• [TAREFAS A REALIZAR]
A. Segundo a reportagem sobre conflitos de mineração, quantos incidentes foram contabilizados no total e em quantas localidades?
B. Resuma a reportagem sobre conflitos de mineração em duas frases.

• [TRECHO DO TEXTO]
* * * * * * *

Uf identifica novas áreas de conflito na mineração em relatório revelador

Levantamento divulgado este mês foi feito com base em dados de 2024

Brumadinho (MG), 23/01/2024 -Córrego do Feijão, bairro rural de Brumadinho.  Foto: Tânia Rêgo/Agência Brasil
Brumadinho (MG), 23/01/2024 -Córrego do Feijão, bairro rural de Brumadinho. Foto: Tânia Rêgo/Agência Brasil

O Relatório de Conflitos de Mineração 2024, divulgado anualmente pela Universidade Federal Fluminense (UFF), aponta que mais de um milhão de pessoas foram afetadas por conflitos relacionados à mineração e à água no Brasil no ano passado. A média diária de conflitos registrada foi de 2,4 ocorrências, totalizando 975 incidentes em 736 localidades, excluindo o Distrito Federal.

De acordo com o professor de Geografia da UFF e coordenador da pesquisa, Luiz Jardim Wanderley, embora o número de pessoas atingidas tenha sido quase pela metade em relação ao relatório de 2023, houve uma expansão espacial dos conflitos, com 329 novas localidades registradas. “Tivemos mais de 300 conflitos em locais que ainda não apresentavam esse tipo de problema. Isso mostra que, dependendo da visibilidade, conseguimos ou não enxergar todos os conflitos existentes”, avaliou.

Dos 26 estados com registros de conflito, Minas Gerais liderou com 35,2% das ocorrências, seguido pelo Pará com 17,8%, além de Bahia e Alagoas, ambos com 6,9%. Minas também concentrou a maior parte das pessoas atingidas, com 77%, seguida pelo Pará com 8% e Alagoas com 6,5%. No ano, foram mapeadas 168 reações diretas às violações, com destaque para Minas Gerais, com 73 casos, Pará (16) e Alagoas (14). Maceió registrou 23 ocorrências e Belo Horizonte, 12.

* * * * * * *

• [DADOS REGISTRADOS]
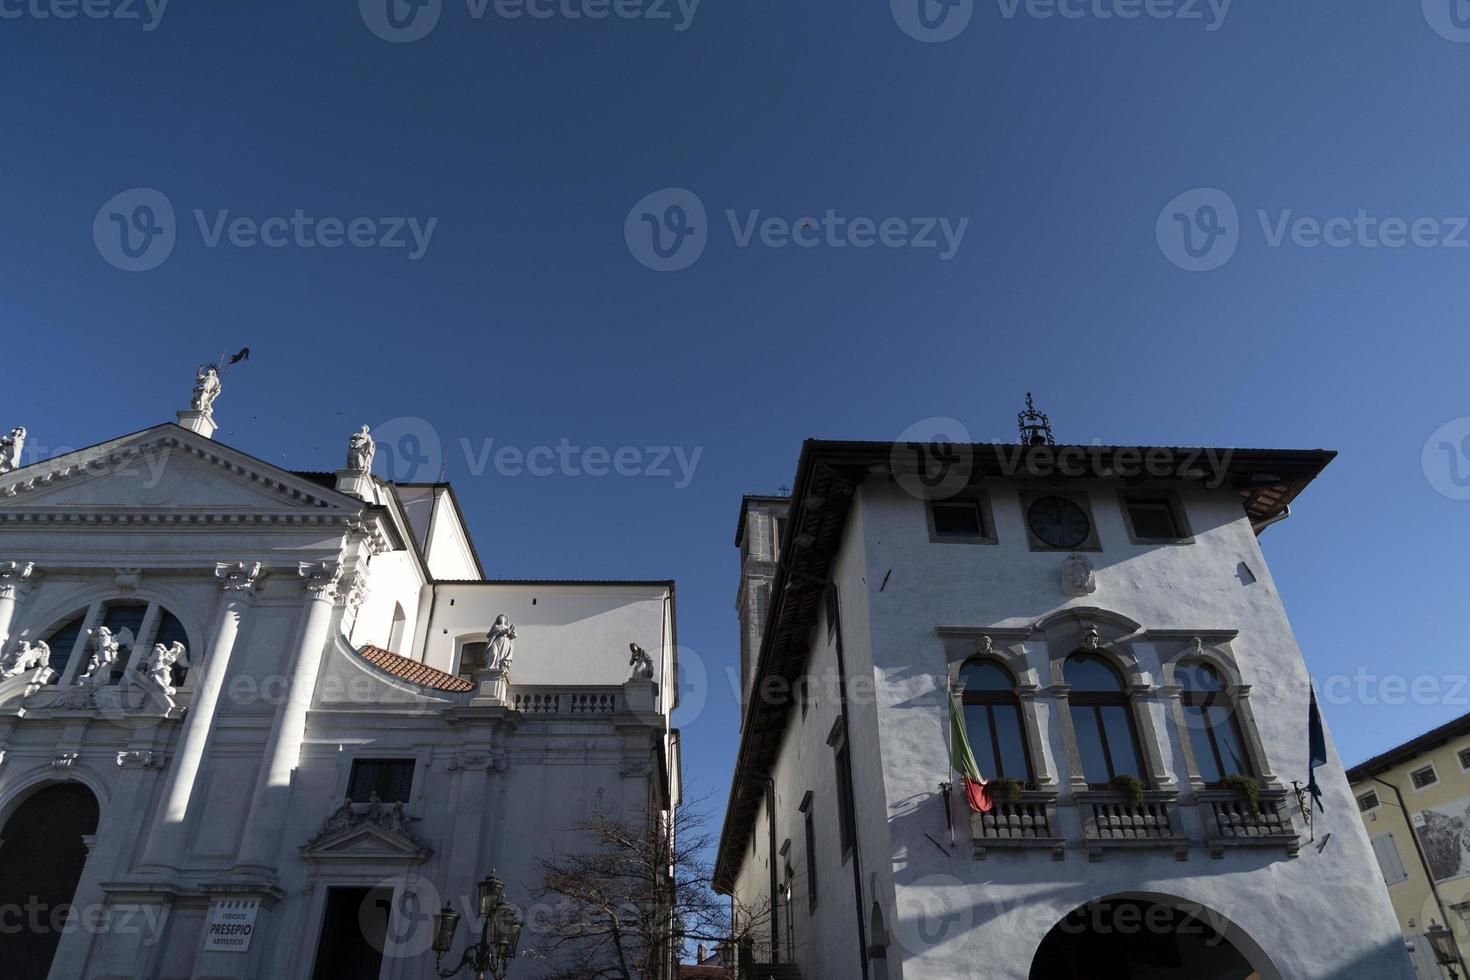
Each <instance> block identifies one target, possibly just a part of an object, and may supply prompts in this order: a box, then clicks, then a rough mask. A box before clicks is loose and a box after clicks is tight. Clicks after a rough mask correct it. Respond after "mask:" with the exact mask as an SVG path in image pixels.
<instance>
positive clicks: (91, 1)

* * * * * * *

• [RESPOSTAS EM ORDEM]
A. Foram 975 incidentes em 736 localidades, excluindo o Distrito Federal.

B. O Relatório de Conflitos de Mineração 2024, da UFF, aponta que mais de um milhão de pessoas foram afetadas por conflitos ligados à mineração e à água no Brasil, com 975 incidentes em 736 localidades, incluindo 329 novas localidades registradas. Minas Gerais liderou tanto em ocorrências, com 35,2%, quanto em pessoas atingidas, com 77%, seguida pelo Pará nos dois casos.